■ **WHAT THIS TASK INVOLVES**:
Return the listing below line for line, without changing a word, and leave the pictures out.

■ **RAW DATA**:
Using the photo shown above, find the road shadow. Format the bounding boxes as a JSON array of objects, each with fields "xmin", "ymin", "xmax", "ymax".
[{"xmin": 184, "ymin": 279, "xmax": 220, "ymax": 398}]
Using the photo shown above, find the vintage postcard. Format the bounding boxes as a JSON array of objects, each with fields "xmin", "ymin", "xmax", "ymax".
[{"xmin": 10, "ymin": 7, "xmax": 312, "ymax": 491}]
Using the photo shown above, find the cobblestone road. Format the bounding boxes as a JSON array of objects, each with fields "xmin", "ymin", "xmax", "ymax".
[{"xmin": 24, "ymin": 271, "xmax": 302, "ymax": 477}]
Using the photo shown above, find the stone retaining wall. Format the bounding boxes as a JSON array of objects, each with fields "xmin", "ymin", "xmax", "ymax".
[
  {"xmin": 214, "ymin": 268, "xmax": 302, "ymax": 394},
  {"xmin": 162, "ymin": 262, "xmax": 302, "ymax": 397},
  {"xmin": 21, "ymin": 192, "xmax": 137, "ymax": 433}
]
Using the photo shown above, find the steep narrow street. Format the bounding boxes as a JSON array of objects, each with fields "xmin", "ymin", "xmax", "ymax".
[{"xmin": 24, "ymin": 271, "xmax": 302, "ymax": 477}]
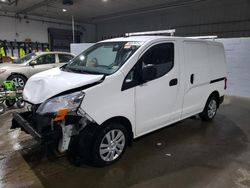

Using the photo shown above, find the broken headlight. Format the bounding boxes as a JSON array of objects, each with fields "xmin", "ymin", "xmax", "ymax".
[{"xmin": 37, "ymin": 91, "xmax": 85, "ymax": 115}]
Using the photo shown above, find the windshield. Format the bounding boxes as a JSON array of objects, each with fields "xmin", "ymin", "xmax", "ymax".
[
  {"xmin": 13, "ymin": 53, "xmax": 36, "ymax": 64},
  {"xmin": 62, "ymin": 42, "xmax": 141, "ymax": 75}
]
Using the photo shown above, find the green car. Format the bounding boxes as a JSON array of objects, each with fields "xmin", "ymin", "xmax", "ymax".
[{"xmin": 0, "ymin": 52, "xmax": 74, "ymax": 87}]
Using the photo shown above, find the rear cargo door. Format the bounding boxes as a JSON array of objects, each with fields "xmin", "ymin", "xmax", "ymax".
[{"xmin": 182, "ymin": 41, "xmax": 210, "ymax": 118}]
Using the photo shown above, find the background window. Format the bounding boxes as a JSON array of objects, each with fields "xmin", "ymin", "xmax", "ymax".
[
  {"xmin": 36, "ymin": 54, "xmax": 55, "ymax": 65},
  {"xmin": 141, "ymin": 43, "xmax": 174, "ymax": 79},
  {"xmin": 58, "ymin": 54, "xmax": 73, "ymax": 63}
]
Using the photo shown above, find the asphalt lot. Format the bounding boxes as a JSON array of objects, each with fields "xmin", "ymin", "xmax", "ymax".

■ **WRITTEN RESPONSE**:
Using the photo shown above, find the road shadow. Format the bounding boxes as a JSON array of objects, each with fields "xmin", "ymin", "xmax", "ymax".
[{"xmin": 184, "ymin": 279, "xmax": 220, "ymax": 398}]
Using the photo shown above, find the vintage postcard. Format the bounding boxes as a JSON array of objects, each with fields "xmin", "ymin", "xmax", "ymax".
[{"xmin": 10, "ymin": 7, "xmax": 312, "ymax": 491}]
Using the photo shown above, find the cobblestone road. Format the bounding boxes as a JSON array of objects, each with fields "xmin", "ymin", "xmax", "ymax".
[{"xmin": 24, "ymin": 271, "xmax": 302, "ymax": 477}]
Using the photo shown above, find the stone retaining wall. Format the bounding boxes as a JSON array of objects, each with fields "xmin", "ymin", "xmax", "ymax".
[
  {"xmin": 214, "ymin": 268, "xmax": 302, "ymax": 394},
  {"xmin": 162, "ymin": 262, "xmax": 302, "ymax": 397},
  {"xmin": 21, "ymin": 192, "xmax": 137, "ymax": 433}
]
Using the photo shown above, find the steep narrow street. Format the bounding boxes as a JSON array of objects, each with fields "xmin", "ymin", "xmax", "ymax".
[{"xmin": 24, "ymin": 271, "xmax": 302, "ymax": 477}]

Using the photo shown above, find the broken headlight. Format the bounding boxes as a JSON array of objects, each with fields "xmin", "ymin", "xmax", "ymax".
[{"xmin": 37, "ymin": 91, "xmax": 85, "ymax": 115}]
Using the photo shown above, find the windshield. Format the bounding boxes as a JSON array of objects, each with fields "xmin", "ymin", "xmax", "ymax".
[
  {"xmin": 13, "ymin": 53, "xmax": 36, "ymax": 64},
  {"xmin": 62, "ymin": 42, "xmax": 141, "ymax": 75}
]
Using the photo shown above, find the green car. Format the bounding boxes as a JSON array of objects, each with fields "xmin", "ymin", "xmax", "ymax".
[{"xmin": 0, "ymin": 52, "xmax": 74, "ymax": 87}]
Using the photo shown above, find the rear cargo door. Format the bounding boxes as a JSON array of objects, each with fields "xmin", "ymin", "xmax", "ymax".
[{"xmin": 182, "ymin": 41, "xmax": 210, "ymax": 118}]
Using the photo shown above, find the background window. Format the bounding boxes as a JSON array of objects, each with fields "xmin", "ymin", "xmax", "ymax".
[
  {"xmin": 36, "ymin": 54, "xmax": 55, "ymax": 65},
  {"xmin": 141, "ymin": 43, "xmax": 174, "ymax": 79},
  {"xmin": 58, "ymin": 54, "xmax": 73, "ymax": 63}
]
Using the photo shown above, find the asphalt lot. Format the bounding boxes as a JSON array of objects, each with fields "xmin", "ymin", "xmax", "ymax".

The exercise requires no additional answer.